Disclosure LibraryPractitioner guidance for every reporting disclosure
Home Disclosure Library IFRS / ISSB IFRS S2 s2-29-c
IFRS S2: Climate-related Disclosures · 2024
Paragraphs 29–c

Physical-risk vulnerability metric

Practical guidance for preparing this disclosure. Use this card to identify datapoints, verify claims and organise supporting evidence. For exact requirements, always refer to the official IFRS source.

Dr Ross Kurinko, Sustainability Reporting Trainer
Reviewed by Dr Ross Kurinko · Sustainability Reporting Trainer LRA educational guidance · Not issued or endorsed by IFRS
To prepare this disclosure
Disclosure focus

This disclosure asks an organisation to explain how exposed its operations are to physical climate risks, using a vulnerability measure that is relevant to the business as a whole. In practice, the report should not just describe isolated examples or a few high-profile sites; it should show how the organisation has assessed vulnerability across the parts of the business that matter most, and what that means for the organisation’s overall risk profile.

The practical focus is on breadth and comparability: readers should be able to understand whether the assessment covers only selected locations or extends across operations, assets, and activities that could be affected by climate-related physical events. The aim is to give a clear picture of where vulnerability sits, how widespread it is, and whether the organisation’s exposure is concentrated in a small number of places or spread more widely across the business.

This LRA educational guidance supports disclosure preparation. For the exact requirements, always refer to the official IFRS source.

Before you start

A quick mental checklist before you prepare this disclosure — tick each as you settle it.

- _RECORDS FOR THIS EXERCISE_:
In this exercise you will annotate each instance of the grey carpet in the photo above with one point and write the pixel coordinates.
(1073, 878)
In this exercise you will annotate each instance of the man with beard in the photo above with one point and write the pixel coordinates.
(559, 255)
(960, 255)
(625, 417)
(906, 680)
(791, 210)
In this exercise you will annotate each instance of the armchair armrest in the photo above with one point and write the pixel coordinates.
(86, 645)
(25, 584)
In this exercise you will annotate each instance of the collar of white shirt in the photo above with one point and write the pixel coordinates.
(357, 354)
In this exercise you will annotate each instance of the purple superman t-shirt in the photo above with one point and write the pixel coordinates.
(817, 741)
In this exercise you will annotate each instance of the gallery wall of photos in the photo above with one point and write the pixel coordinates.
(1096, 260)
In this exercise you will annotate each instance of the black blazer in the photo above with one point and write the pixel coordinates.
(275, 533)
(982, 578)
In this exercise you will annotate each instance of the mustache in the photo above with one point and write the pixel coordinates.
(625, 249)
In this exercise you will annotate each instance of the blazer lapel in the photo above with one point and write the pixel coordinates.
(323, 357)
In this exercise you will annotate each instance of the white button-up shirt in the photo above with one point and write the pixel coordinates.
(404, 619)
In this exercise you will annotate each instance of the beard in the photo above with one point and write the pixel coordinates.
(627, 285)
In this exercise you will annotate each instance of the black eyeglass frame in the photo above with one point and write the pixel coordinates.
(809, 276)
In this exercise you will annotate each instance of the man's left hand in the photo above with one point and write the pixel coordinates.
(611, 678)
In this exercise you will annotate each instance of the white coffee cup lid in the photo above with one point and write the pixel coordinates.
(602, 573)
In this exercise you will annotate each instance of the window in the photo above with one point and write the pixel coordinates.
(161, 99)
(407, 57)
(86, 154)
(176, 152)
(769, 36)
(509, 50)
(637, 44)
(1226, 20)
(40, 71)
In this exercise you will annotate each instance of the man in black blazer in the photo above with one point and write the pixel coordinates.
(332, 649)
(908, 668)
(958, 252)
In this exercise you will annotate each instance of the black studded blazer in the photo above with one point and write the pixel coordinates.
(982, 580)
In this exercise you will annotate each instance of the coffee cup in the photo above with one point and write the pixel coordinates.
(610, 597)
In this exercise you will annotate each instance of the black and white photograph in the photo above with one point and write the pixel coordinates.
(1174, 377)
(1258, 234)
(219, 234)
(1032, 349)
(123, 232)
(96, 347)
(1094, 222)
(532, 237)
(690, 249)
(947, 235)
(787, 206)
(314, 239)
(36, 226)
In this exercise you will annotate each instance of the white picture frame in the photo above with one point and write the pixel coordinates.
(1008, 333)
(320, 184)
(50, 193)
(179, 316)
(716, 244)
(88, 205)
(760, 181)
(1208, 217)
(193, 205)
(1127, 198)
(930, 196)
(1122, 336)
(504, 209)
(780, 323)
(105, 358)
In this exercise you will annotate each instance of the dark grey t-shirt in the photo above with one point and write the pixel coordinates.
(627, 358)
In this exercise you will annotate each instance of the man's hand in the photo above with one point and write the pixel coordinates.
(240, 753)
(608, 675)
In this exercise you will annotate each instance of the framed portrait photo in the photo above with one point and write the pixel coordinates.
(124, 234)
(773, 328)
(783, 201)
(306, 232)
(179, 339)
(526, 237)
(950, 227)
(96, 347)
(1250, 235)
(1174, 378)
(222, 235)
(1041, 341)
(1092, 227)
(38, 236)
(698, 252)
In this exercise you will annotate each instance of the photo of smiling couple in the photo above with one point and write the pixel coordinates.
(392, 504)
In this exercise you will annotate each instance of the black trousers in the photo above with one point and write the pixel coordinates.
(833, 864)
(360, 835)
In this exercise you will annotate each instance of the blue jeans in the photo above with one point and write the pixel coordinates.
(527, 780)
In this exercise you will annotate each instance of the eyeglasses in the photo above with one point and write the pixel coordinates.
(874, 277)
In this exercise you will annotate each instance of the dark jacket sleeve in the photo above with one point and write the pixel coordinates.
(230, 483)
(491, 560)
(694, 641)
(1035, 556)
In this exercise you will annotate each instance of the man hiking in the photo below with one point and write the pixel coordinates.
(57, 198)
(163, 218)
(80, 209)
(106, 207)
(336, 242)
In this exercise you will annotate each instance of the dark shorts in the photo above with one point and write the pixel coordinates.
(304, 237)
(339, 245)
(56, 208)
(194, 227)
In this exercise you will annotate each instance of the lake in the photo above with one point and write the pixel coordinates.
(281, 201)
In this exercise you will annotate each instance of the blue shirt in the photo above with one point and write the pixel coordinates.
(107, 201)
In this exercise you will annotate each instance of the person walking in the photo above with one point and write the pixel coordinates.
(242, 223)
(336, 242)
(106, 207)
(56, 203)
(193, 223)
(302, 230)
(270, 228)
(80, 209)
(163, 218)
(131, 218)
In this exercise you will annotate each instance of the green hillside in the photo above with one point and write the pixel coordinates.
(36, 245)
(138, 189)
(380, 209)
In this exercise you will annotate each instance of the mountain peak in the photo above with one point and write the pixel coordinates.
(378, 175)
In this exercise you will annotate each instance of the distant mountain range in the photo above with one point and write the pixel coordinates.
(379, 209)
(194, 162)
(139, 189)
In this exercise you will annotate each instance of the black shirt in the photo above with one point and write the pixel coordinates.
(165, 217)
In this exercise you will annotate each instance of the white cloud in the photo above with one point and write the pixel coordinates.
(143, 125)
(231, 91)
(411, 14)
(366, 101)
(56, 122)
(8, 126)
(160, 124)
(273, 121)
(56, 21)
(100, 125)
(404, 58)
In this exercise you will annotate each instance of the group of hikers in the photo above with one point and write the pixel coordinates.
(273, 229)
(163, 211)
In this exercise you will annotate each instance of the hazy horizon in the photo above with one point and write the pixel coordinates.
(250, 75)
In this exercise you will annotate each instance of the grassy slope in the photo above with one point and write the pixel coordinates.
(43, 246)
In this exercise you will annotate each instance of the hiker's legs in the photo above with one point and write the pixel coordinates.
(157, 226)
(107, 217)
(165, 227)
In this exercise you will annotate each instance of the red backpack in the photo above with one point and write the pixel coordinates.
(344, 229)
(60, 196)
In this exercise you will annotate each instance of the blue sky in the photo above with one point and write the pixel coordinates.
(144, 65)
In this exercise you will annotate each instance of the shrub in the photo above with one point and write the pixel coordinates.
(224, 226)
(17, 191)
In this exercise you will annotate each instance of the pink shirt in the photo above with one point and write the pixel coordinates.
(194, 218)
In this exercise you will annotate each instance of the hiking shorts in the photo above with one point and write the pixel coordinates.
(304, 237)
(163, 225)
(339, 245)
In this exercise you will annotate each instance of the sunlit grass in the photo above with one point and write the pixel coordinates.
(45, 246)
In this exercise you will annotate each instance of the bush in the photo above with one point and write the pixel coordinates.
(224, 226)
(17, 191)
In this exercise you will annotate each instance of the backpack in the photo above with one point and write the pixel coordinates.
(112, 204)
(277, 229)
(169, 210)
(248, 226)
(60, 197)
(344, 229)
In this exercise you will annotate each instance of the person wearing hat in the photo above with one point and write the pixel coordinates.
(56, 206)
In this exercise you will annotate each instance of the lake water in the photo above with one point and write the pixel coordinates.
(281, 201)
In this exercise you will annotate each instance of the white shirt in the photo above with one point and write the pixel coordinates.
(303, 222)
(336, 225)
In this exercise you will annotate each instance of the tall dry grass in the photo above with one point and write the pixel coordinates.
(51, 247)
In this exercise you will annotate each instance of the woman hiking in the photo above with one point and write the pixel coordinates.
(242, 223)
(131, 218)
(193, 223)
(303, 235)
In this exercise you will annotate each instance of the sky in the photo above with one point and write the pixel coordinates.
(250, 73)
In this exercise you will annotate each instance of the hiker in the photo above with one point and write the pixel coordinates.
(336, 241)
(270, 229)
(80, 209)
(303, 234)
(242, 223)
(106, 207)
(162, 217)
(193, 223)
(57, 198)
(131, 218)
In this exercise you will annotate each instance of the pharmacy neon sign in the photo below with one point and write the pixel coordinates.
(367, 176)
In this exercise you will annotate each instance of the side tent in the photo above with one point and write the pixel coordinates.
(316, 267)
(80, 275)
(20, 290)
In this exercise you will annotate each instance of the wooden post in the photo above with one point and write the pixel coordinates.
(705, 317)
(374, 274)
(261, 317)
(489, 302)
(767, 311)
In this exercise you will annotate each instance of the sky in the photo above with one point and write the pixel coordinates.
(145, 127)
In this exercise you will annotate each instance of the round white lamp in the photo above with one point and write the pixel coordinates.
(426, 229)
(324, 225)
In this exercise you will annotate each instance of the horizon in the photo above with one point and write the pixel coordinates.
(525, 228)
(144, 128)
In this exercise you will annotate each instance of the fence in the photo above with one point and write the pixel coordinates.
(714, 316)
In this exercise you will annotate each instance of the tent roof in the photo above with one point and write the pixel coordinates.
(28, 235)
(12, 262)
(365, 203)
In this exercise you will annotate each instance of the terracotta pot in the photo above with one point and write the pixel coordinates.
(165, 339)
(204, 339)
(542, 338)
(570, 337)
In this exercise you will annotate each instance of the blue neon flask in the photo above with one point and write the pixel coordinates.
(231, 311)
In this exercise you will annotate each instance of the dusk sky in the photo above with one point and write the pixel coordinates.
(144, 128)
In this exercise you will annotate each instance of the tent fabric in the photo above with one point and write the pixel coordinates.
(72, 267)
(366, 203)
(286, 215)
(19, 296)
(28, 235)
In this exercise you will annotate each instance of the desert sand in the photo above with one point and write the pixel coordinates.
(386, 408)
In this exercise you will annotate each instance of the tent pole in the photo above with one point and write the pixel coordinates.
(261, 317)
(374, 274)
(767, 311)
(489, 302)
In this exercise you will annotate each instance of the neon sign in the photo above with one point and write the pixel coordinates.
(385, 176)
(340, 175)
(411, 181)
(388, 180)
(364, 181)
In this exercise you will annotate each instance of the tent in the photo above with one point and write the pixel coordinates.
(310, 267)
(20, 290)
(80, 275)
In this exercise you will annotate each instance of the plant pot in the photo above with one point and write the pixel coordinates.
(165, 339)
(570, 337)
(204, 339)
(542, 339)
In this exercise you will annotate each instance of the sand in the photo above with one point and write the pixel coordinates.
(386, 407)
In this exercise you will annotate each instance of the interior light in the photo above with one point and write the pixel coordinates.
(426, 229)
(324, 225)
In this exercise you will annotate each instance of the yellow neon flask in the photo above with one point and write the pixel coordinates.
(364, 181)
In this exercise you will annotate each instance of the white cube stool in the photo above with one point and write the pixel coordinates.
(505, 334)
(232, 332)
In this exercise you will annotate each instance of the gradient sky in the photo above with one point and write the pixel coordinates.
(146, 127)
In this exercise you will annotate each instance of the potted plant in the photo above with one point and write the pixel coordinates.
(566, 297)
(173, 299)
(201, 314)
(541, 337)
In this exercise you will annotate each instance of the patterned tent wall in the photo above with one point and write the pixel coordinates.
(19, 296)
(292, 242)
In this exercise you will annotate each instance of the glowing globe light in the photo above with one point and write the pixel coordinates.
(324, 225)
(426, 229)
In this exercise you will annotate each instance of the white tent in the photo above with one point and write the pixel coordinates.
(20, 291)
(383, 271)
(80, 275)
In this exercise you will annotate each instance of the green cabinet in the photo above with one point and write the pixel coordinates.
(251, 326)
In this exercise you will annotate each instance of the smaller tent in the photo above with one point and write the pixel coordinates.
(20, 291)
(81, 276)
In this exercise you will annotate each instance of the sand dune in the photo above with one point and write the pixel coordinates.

- _WORK TO COMPLETE_:
A) Rewrite part of the records as a numbered list, omitting any blank lines: begin at the line that contains "the black trousers" and stop after the line that contains "(1035, 556)".
B) Extend the guidance on the physical-risk vulnerability metric, continuing after its final sentence.

- _RESPONSES PER TASK_:
A)
1. In this exercise you will annotate each instance of the black trousers in the photo above with one point and write the pixel coordinates.
2. (833, 864)
3. (360, 835)
4. In this exercise you will annotate each instance of the blue jeans in the photo above with one point and write the pixel coordinates.
5. (527, 780)
6. In this exercise you will annotate each instance of the eyeglasses in the photo above with one point and write the pixel coordinates.
7. (874, 277)
8. In this exercise you will annotate each instance of the dark jacket sleeve in the photo above with one point and write the pixel coordinates.
9. (230, 483)
10. (491, 560)
11. (694, 641)
12. (1035, 556)

B)
Preparation

Key datapoints to prepare

Datapoint What to capture Evidence hint Owner
Acute and chronic split Whether the figure is broken out into short-term and longer-term parts, if that split is being used. Method note or working paper showing the split approach, plus the source schedule used to prepare the figures. Sustainability reporting / risk analytics
Exposure concentration by location How the exposure is grouped by country or region, site or facility, and asset type, using the same grouping basis throughout. Asset register, site list, and geography mapping used to build the concentration view. Risk management / asset management
Underlying hazard basis The hazard measure or classification used as the basis for the reported figure, including the rule used to assign it. Methodology note, hazard taxonomy, and source assessment records showing how the basis was determined. Risk / environmental data
Share of total The portion of the whole that this item represents, calculated against the correct total for the same scope and period. Calculation sheet showing numerator, denominator, and the source total used for the percentage. Finance / sustainability reporting
At-risk assets and activities The monetary value of assets or activities that are exposed or vulnerable, using the same scope and valuation basis as the source records. Asset valuation file, impairment or risk assessment support, and the reconciliation to the ledger or asset register. Finance / risk management
+ Show s2-29-c sub-elements (LRA working checklist)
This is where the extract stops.